---- AVAILABLE DATA
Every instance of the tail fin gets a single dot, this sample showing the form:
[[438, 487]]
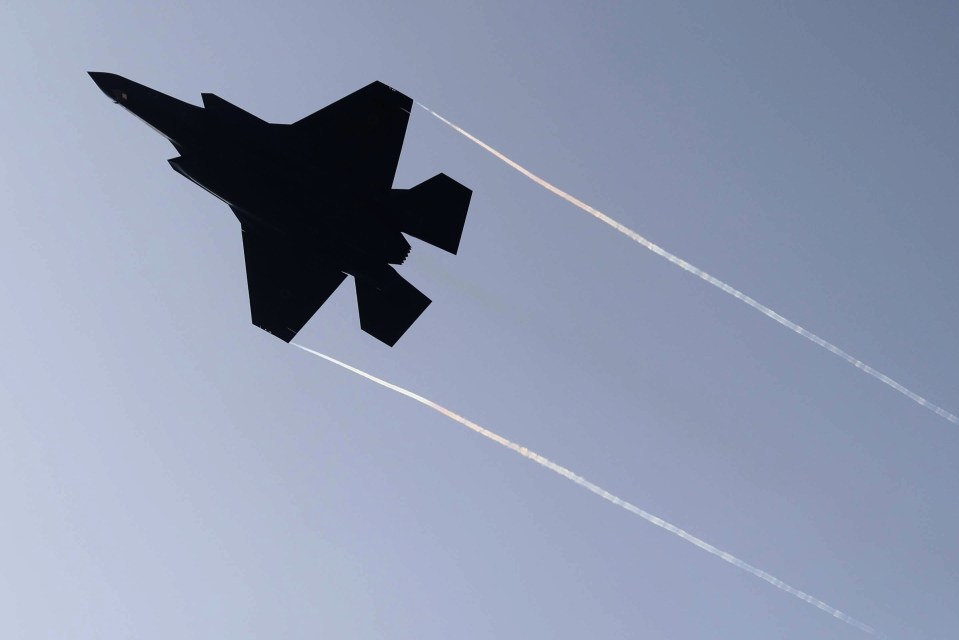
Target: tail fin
[[434, 211], [388, 307]]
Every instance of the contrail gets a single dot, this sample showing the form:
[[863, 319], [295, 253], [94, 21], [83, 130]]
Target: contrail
[[606, 495], [696, 271]]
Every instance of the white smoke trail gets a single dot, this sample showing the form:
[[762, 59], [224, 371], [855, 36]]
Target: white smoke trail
[[696, 271], [566, 473]]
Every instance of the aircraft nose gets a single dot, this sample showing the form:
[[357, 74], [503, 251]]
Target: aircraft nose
[[114, 86]]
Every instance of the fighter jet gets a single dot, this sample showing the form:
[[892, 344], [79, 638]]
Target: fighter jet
[[315, 199]]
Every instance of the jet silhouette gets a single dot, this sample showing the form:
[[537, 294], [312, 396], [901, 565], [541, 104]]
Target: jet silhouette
[[314, 199]]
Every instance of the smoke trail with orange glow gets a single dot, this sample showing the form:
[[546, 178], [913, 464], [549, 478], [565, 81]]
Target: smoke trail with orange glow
[[586, 484], [696, 271]]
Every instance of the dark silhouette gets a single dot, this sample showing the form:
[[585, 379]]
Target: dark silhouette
[[314, 199]]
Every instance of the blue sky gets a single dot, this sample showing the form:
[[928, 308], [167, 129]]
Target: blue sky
[[169, 470]]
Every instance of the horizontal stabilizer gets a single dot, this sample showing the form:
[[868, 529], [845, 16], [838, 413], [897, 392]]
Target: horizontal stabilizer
[[388, 307], [434, 211]]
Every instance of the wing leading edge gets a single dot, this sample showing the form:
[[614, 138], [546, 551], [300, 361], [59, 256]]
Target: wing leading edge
[[286, 288], [359, 137]]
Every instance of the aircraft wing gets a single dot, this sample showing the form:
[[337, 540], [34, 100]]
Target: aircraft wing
[[286, 288], [359, 137]]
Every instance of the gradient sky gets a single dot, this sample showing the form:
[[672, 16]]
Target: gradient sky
[[167, 470]]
--------
WHAT THE TASK REQUIRES:
Write out, word for word, the lines from the start of the data through the one holding "[[672, 16]]". Omit pictures.

FINISHED TASK:
Every instance of the tail fin gets a single dot, this sample showing the form:
[[438, 487]]
Target: tail fin
[[434, 211], [388, 307]]
Every instance of the contrail gets a single dot, this sample showing the form:
[[863, 319], [295, 253], [94, 21], [83, 130]]
Target: contrail
[[606, 495], [696, 271]]
Every instance of the white smoke trail gets a single dot, this sample showing the form:
[[762, 59], [224, 371], [855, 36]]
Target: white smoke trail
[[696, 271], [566, 473]]
Every instance of the aircraft nose gets a single dot, this sample showing the form:
[[357, 74], [503, 251]]
Target: aircraft nose
[[114, 86]]
Every instance of the fighter jet gets a single dot, this sample showing the form:
[[892, 344], [79, 638]]
Target: fighter jet
[[315, 199]]
Every instance of the jet silhouette gets a single dot, this sample showing the form:
[[537, 294], [312, 396], [901, 565], [541, 104]]
Target: jet silhouette
[[314, 199]]
Every instance of the smoke trail with orange glow gets a single dot, this sample showing the form:
[[546, 178], [913, 464], [549, 478], [565, 81]]
Target: smoke trail with orange glow
[[586, 484], [696, 271]]
Every instance of the dark silhouette gets a single dot, this sample showing the form:
[[585, 379]]
Target: dark silhouette
[[314, 199]]
Every instance of the blue sky gets a single dot, this sample showing the form:
[[928, 308], [167, 129]]
Target: blue sky
[[169, 470]]
Every instance of the horizontal stabilizer gets a single dot, this sample showing the form:
[[868, 529], [845, 16], [838, 413], [897, 392]]
Target: horizontal stabilizer
[[388, 307], [434, 211]]
Every instance of the wing leading edge gets a single dot, this sample showing the form:
[[614, 138], [546, 551], [300, 361], [59, 256]]
Target: wing leading edge
[[286, 288], [359, 137]]
Every instance of the aircraft wing gets a single dot, this sample showing the form:
[[337, 540], [34, 100]]
Target: aircraft wing
[[286, 288], [359, 137]]
Every instance of the gradient sky gets a single dot, this sample showing the form:
[[672, 16]]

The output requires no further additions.